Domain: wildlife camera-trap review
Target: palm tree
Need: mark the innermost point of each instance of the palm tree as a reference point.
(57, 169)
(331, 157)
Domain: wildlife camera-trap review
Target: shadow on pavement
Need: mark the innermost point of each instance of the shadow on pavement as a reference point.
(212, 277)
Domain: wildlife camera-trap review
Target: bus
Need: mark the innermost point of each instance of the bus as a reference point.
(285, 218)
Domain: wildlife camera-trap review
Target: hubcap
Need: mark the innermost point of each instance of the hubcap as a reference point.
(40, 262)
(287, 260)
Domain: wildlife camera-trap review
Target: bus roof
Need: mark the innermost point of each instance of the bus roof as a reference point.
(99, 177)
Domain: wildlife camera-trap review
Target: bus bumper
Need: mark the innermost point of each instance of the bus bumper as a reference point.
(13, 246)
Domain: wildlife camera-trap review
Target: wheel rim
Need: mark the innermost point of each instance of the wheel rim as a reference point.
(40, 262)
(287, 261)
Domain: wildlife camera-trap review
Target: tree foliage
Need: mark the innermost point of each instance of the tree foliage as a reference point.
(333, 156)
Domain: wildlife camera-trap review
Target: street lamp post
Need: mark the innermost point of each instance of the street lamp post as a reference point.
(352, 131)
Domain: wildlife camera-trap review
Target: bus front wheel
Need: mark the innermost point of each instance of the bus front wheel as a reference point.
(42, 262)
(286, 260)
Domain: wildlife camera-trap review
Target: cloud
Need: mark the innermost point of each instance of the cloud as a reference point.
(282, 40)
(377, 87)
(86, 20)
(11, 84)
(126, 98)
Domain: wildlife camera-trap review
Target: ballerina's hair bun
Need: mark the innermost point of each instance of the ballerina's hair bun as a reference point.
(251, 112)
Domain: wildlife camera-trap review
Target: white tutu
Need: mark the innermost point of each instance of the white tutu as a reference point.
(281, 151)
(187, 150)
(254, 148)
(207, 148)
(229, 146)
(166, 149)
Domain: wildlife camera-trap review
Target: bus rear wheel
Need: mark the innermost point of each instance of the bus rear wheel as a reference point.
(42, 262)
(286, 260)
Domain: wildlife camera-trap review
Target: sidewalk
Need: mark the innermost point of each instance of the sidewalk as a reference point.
________________
Each line in the material above must be retyped without alteration.

Domain: wildlife camera-trap review
Target: palm tree
Need: mark the innermost point of each instance of the palm tree as a reference point.
(57, 169)
(331, 157)
Domain: wildlife camera-trap review
Target: shadow on pavement
Need: mark the innermost point of each instance of the shadow on pavement as a reference point.
(212, 277)
Domain: wildlife camera-trap review
Target: bus
Need: mark the innermost point of each instance of the bus as a reference point.
(285, 218)
Domain: wildlife camera-trap review
Target: hubcap
Need: mark the innermost point of each instance of the hubcap as a reference point.
(40, 262)
(287, 260)
Domain: wildlife camera-trap review
Target: bus roof
Need: mark the innermost point of each instance of the bus roof as a reference point.
(99, 177)
Domain: wildlife camera-trap review
Target: bus bumper
Need: mark the innermost point of each instance of the bus bumper as a reference point.
(13, 246)
Domain: wildlife camera-trap review
Target: wheel rim
Need: mark the innermost point of each instance of the wheel rim as a reference point.
(40, 262)
(287, 261)
Domain: wildlife camera-trap review
Target: tree foliage
Need: mark the innermost point of each instance of the tree foliage as a reference point.
(333, 156)
Domain: wildlife camera-trap review
Target: street lamp post
Need: mark the innermost point of each instance of the street lamp post as a reference point.
(352, 131)
Domain: wildlife camera-trap review
Target: bus front wheel
Need: mark the innermost point of each instance of the bus front wheel as a reference point.
(42, 262)
(286, 260)
Domain: wildlife camera-trap review
Target: cloud
Need: mark the innermost point of each instance of the cloud as a reference point.
(282, 40)
(377, 87)
(86, 20)
(11, 84)
(126, 98)
Domain: wildlife camera-trap review
Target: ballerina's hair bun
Need: mark the innermost point of each instance of the ballerina's hair bun as a reference point.
(251, 112)
Domain: wildlife camera-trap review
Target: white tutu
Need: mark the innermost point of each instance of the white tutu as a reference point.
(281, 151)
(187, 150)
(254, 148)
(207, 148)
(229, 146)
(166, 149)
Domain: wildlife camera-trap review
Target: bus rear wheel
Need: mark the innermost point of each instance of the bus rear wheel as a reference point.
(42, 262)
(286, 260)
Domain: wildlife camera-trap review
Target: sidewalk
Need: mark the innermost point of each instance of the sidewalk as a reference point.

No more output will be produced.